[Labeled-object pointing entries]
☆ ☆ ☆ ☆ ☆

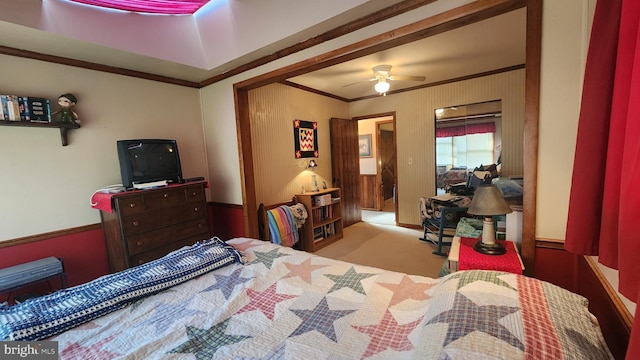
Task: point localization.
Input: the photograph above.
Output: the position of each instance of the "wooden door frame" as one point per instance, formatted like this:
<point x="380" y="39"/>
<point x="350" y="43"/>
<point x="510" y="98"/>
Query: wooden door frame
<point x="395" y="163"/>
<point x="439" y="23"/>
<point x="391" y="114"/>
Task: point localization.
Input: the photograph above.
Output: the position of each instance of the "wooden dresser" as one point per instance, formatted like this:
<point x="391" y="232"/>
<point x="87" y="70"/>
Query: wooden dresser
<point x="148" y="224"/>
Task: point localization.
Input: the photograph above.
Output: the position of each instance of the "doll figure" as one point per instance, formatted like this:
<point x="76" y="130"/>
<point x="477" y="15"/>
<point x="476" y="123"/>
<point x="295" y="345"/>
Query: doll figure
<point x="66" y="113"/>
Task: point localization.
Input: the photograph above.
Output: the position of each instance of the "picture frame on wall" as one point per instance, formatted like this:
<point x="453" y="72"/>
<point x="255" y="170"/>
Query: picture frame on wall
<point x="364" y="145"/>
<point x="305" y="139"/>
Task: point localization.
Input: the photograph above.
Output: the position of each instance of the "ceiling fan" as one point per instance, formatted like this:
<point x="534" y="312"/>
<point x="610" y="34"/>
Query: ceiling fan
<point x="382" y="74"/>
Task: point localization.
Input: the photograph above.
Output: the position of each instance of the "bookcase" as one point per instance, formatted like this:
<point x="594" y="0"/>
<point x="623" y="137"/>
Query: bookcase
<point x="324" y="221"/>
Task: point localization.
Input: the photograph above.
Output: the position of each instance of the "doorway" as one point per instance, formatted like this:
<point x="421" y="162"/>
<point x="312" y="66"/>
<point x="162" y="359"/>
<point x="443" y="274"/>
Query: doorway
<point x="378" y="170"/>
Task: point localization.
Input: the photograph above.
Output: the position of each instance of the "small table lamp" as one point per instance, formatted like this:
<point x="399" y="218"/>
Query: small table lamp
<point x="488" y="201"/>
<point x="312" y="165"/>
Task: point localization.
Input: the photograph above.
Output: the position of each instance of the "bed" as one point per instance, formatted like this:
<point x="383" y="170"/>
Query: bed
<point x="250" y="299"/>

☆ ☆ ☆ ☆ ☆

> **Written request**: Repeat the full listing above exactly, with no pictures in the copy.

> **Answer to the problem**:
Task: point localization.
Input: the photograph above.
Output: the position of each instance of the "wooden door frame" as one point per instance, formatted like this:
<point x="380" y="39"/>
<point x="350" y="43"/>
<point x="510" y="98"/>
Query: wooden door frame
<point x="395" y="163"/>
<point x="439" y="23"/>
<point x="391" y="114"/>
Task: point localization.
Input: the photograph above.
Output: the position of each instance of the "wooden dresser" as one point per instance, formatted like this:
<point x="391" y="232"/>
<point x="87" y="70"/>
Query: wooden dresser
<point x="148" y="224"/>
Task: point localization.
Input: the photograph above.
Output: the position of each instance of the "doll figure" as one point per instance, formatted like this:
<point x="76" y="130"/>
<point x="477" y="15"/>
<point x="476" y="123"/>
<point x="295" y="345"/>
Query: doll figure
<point x="66" y="113"/>
Task: point localization.
Input: the photograph above.
Output: the position of each instance of the "picture frame on wall" as one point per instance, formatted like this:
<point x="453" y="72"/>
<point x="255" y="170"/>
Query: picture frame on wall
<point x="364" y="145"/>
<point x="305" y="139"/>
Task: point localization.
Input: the photograph above.
Output: the position of each instance of the "ceiling fan" as one point per instance, formatted like this:
<point x="534" y="312"/>
<point x="610" y="34"/>
Query: ceiling fan
<point x="382" y="74"/>
Task: point localization.
Input: the photograph above.
Output: the position of each instance of the "bookcase" as one point per instance, formatted like this:
<point x="594" y="0"/>
<point x="623" y="137"/>
Query: bookcase
<point x="324" y="221"/>
Task: point localization.
Input: the photograph above.
Output: the position of each instance of the "doorway" as one point per instance, formatted like this:
<point x="421" y="162"/>
<point x="312" y="66"/>
<point x="162" y="359"/>
<point x="443" y="274"/>
Query: doorway
<point x="378" y="170"/>
Task: point localization.
Input: the photograph above.
Output: the position of each instance of the "small table lamp" as one point per instance, formatted like this:
<point x="399" y="218"/>
Query: small table lamp
<point x="488" y="201"/>
<point x="312" y="165"/>
Task: point localization.
Input: the photograph above.
Output: the position of each instance of the "bed" as one point per instance, formatted like this:
<point x="383" y="170"/>
Query: bed
<point x="250" y="299"/>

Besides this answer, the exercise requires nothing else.